Phase 3 Architecture (v12+, End-to-End)

              +------------------+
              | 8 Cameras x      |
              | N frames (10 sec)|
              | + Navigation     |
              | + Kinematics     |
              | + Audio (v14+)   |
              +--------+---------+
                       |
              +--------v---------+
              |                  |
              |  Single Unified  |
              |  Neural Network  |
              |                  |
              |  (Vision Trans-  |
              |   former based,  |
              |   auto-regressive|
              |   transformer,   |
              |   ~100M params   |
              |   v14)           |
              |                  |
              |  Internal:       |
              |  - BEV features  |
              |  - Occupancy     |
              |  - Object repr.  |
              |  - Lane repr.    |
              |  - Traffic state |
              |                  |
              +--------+---------+
                       |
         +-------------+-------------+
         |             |             |
    +----v---+   +-----v----+  +----v----+
    |Steering|   |Accel/    |  | Brake   |
    |Angle   |   |Throttle  |  | Command |
    +--------+   +----------+  +---------+

    Auxiliary Outputs (for debugging/safety):
    - 3D Occupancy map
    - Detected objects
    - Lane boundaries
    - Traffic light states
    - Natural language explanations (v14+)

* **Record set**:

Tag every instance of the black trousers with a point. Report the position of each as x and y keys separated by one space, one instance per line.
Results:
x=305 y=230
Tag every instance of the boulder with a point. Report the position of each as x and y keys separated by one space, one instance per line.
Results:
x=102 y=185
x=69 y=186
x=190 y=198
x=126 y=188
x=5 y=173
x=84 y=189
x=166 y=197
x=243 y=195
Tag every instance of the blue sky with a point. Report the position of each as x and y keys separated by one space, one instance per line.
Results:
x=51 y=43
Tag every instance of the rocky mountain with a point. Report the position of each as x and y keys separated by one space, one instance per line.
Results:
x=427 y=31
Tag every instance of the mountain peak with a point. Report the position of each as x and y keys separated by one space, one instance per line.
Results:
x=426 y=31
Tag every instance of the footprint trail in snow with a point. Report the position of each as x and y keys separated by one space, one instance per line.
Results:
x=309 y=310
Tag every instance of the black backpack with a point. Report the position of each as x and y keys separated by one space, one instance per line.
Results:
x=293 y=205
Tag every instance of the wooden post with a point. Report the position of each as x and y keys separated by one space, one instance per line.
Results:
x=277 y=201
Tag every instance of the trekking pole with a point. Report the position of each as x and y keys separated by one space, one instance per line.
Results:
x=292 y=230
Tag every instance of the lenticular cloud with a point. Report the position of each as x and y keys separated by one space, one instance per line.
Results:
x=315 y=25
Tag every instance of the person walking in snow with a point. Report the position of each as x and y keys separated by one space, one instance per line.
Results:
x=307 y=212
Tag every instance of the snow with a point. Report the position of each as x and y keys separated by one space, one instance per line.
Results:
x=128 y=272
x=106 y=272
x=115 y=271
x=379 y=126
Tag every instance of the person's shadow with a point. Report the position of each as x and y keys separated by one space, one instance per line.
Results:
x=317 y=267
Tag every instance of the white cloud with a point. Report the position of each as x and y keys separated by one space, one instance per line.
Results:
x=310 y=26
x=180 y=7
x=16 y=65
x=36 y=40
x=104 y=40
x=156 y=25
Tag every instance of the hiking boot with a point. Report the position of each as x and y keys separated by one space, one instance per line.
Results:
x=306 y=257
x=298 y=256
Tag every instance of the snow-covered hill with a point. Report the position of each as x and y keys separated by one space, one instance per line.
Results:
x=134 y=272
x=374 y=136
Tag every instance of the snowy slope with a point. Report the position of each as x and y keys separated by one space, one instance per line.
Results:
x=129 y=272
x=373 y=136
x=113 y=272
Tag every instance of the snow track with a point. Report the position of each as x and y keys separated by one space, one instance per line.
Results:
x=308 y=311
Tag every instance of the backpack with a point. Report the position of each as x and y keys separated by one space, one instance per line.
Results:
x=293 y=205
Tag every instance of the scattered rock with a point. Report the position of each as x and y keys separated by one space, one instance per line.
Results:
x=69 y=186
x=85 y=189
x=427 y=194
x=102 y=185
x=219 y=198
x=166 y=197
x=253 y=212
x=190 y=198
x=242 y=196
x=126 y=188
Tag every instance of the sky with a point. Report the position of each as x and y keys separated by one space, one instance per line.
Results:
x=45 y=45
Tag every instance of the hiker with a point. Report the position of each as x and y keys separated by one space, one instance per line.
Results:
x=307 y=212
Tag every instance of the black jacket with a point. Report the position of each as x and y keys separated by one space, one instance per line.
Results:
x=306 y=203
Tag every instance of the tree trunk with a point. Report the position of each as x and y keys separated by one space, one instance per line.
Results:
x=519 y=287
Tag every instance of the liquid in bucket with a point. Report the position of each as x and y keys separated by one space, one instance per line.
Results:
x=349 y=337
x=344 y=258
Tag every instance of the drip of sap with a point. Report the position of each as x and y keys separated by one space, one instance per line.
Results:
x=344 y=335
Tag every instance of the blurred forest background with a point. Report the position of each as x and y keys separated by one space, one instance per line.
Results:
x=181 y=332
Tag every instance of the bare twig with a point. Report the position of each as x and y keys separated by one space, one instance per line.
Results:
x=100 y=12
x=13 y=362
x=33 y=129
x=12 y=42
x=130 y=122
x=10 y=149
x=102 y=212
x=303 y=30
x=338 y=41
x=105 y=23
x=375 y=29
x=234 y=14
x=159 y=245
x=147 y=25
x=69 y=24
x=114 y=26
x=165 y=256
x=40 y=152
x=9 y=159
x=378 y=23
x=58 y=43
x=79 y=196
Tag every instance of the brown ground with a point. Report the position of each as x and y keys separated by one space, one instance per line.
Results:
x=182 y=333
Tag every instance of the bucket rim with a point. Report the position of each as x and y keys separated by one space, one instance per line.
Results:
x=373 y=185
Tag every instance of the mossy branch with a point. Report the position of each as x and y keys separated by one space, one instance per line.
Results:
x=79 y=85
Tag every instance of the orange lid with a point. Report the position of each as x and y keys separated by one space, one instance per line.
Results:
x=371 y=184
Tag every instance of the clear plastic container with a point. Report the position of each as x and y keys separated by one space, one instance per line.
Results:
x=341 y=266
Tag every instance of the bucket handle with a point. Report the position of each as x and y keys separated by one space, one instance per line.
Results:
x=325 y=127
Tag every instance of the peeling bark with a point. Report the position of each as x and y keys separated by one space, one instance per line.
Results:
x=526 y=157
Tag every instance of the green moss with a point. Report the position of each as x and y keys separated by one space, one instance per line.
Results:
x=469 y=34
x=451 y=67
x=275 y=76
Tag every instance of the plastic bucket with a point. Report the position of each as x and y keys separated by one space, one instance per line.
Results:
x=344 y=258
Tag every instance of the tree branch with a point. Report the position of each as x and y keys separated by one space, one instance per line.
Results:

* **Questions on the material**:
1. From the Phase 3 architecture diagram, reproduce the portion from "Auxiliary Outputs (for" up to and including "language explanations (v14+)".
2. Condense the block of the Phase 3 architecture diagram that begins "Auxiliary Outputs" into one sentence that keeps every item it lists.
3. According to the Phase 3 architecture diagram, why does the network provide auxiliary outputs in addition to the steering angle, accel/throttle, and brake command?

* **Responses in order**:
1.
Auxiliary Outputs (for debugging/safety):
    - 3D Occupancy map
    - Detected objects
    - Lane boundaries
    - Traffic light states
    - Natural language explanations (v14+)

2. For debugging and safety, the network also produces a 3D occupancy map, detected objects, lane boundaries, traffic light states, and, from v14 onward, natural language explanations.

3. The diagram states that the auxiliary outputs are for debugging and safety. These outputs are the 3D occupancy map, detected objects, lane boundaries, traffic light states, and natural language explanations (v14+).